**EXTRACT**.
Santulli spots gap in market once again

Cantillon: sale of Milestone Aviation another coup for US entrepreneur

It looks like Richard T Santulli has done it again. Some 30 years ago the US entrepreneur pioneered the concept of time-share or “fractional” leasing of executive jets when he bought out a small charter company. The idea was simple: if your ego wanted a jet but your bank account wasn’t quite big enough, you could lease a share in one with others.

The idea became Netjets and took off. Santulli sold it to Warren Buffet's Berkshire Hathaway for $725 million in 1998.

He may have pulled off a similar coup this week. GE subsidiary Gecas, more or less the world's biggest aircraft financier, has agreed to buy Milestone, a helicopter lessor set up by the Netjets founder in Dublin four years ago, for €1.4 billion.

**GIVEN ENTRIES**.
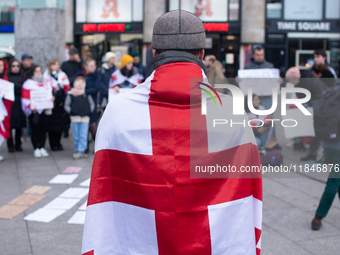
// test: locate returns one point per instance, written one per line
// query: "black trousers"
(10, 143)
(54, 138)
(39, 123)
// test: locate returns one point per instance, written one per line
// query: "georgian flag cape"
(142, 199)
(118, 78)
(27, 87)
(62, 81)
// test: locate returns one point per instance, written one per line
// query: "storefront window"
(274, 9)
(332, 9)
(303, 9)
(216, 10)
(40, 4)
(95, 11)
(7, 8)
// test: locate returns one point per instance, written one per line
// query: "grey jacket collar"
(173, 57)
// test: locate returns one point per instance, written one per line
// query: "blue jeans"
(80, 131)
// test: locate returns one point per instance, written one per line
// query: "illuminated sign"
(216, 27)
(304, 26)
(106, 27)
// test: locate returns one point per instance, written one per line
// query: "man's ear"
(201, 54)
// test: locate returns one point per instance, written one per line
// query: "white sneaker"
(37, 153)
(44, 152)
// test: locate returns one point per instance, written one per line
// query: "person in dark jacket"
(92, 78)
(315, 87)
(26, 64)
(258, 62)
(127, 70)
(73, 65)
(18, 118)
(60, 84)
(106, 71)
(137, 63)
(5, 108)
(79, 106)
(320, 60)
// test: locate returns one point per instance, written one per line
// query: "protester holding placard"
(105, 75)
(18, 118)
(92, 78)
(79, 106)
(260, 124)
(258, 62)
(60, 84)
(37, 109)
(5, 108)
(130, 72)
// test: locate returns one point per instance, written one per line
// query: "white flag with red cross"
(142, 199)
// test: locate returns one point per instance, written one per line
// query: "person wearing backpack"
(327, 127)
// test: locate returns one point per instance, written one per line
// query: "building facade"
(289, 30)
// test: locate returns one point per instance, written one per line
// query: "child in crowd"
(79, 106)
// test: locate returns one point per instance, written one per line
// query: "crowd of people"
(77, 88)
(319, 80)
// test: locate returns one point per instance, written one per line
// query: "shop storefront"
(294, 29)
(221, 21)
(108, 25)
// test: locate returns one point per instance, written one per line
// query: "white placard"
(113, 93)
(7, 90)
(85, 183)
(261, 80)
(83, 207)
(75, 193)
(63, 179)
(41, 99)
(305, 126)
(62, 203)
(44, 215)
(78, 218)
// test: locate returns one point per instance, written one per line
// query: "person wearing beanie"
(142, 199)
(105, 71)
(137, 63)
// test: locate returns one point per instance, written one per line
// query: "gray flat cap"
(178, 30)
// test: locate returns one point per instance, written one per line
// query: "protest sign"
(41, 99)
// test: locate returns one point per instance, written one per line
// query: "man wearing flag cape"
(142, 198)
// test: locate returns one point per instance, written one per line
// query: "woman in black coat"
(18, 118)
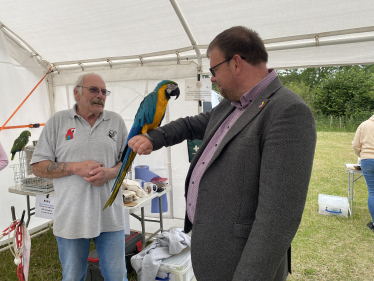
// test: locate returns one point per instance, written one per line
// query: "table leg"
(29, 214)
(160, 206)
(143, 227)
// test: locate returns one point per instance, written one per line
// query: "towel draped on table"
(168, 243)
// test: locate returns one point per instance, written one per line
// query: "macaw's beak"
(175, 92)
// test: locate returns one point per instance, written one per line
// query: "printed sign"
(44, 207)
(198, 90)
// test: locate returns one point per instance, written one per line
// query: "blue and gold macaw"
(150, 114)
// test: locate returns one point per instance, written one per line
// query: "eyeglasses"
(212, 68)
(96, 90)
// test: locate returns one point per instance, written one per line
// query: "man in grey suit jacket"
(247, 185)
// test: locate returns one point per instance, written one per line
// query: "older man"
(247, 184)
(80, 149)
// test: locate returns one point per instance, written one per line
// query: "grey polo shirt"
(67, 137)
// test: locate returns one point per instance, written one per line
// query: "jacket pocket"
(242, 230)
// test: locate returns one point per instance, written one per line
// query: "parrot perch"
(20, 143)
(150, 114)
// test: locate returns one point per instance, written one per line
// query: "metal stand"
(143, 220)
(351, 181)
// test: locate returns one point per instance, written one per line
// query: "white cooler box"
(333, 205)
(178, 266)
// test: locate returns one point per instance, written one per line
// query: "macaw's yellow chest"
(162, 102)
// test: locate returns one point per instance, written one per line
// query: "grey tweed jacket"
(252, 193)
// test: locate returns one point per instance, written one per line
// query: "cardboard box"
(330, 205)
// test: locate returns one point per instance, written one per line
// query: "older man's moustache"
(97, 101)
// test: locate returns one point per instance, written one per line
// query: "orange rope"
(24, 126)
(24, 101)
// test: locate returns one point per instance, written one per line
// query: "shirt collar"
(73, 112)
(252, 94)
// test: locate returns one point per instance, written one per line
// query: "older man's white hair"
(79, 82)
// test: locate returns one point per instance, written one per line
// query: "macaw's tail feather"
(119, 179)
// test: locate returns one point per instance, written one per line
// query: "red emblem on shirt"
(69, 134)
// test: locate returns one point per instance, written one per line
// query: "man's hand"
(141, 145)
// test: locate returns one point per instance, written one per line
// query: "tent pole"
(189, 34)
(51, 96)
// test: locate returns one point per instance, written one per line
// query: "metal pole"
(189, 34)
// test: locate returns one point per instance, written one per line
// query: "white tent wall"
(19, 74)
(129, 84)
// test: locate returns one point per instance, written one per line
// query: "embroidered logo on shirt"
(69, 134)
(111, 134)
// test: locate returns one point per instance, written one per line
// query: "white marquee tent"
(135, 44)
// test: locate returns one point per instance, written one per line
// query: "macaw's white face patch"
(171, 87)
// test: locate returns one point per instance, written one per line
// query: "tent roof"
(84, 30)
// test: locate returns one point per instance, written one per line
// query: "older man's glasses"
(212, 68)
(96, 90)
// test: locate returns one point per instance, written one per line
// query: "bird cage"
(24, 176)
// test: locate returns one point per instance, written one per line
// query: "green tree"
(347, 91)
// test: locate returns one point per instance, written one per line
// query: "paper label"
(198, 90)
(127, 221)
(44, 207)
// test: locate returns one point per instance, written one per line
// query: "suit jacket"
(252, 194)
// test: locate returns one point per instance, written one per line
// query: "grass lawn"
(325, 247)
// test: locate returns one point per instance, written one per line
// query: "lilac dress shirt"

**SET TASK**. Using the article on Richard T Santulli, decide whether each statement agrees with it: (a) Santulli started fractional jet leasing after buying out a small charter company; (b) Milestone was set up in Dublin ten years ago; (c) Gecas is a subsidiary of GE. Answer yes or no for each and quote the words of the article that decide it.

**ANSWER TO THE TASK**.
(a) Yes: "when he bought out a small charter company"
(b) No: "set up by the Netjets founder in Dublin four years ago"
(c) Yes: "GE subsidiary Gecas"